PROMPT:
Leaving out the pictures, please retype each record exactly.

SUPPLIED DATA:
------------------------------------------------

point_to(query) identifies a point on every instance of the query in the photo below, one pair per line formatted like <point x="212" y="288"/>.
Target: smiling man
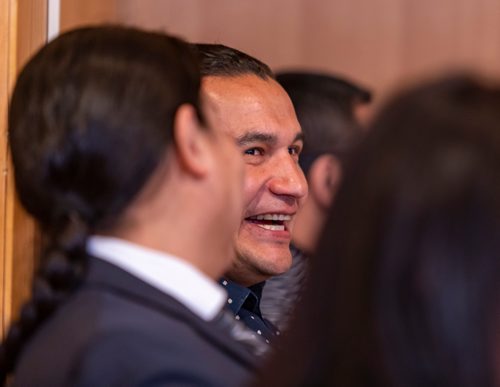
<point x="242" y="98"/>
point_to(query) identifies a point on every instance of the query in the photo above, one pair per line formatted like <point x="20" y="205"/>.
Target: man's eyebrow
<point x="252" y="137"/>
<point x="299" y="137"/>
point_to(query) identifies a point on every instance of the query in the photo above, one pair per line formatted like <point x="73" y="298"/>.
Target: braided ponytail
<point x="90" y="119"/>
<point x="63" y="268"/>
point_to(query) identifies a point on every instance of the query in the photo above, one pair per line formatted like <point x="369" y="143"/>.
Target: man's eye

------------------------------------------------

REPLY:
point_to(query) identifies a point on every instance of the query in the photo below, one pair per line formatted like <point x="212" y="288"/>.
Target: smiling man
<point x="242" y="98"/>
point_to(query) identifies a point on every instance of the query in the photo above, one pair per line formatted like <point x="20" y="205"/>.
Target: man's eyebrow
<point x="252" y="137"/>
<point x="299" y="137"/>
point_to(query) identifies a point on every instance of the query in the photo above, one pair per line formatted like <point x="73" y="298"/>.
Target: braided ponytail
<point x="90" y="119"/>
<point x="63" y="268"/>
point_to(query) identifies a point on every instance of the query in the photo above, one pair per line formatted like <point x="369" y="143"/>.
Target: man's eye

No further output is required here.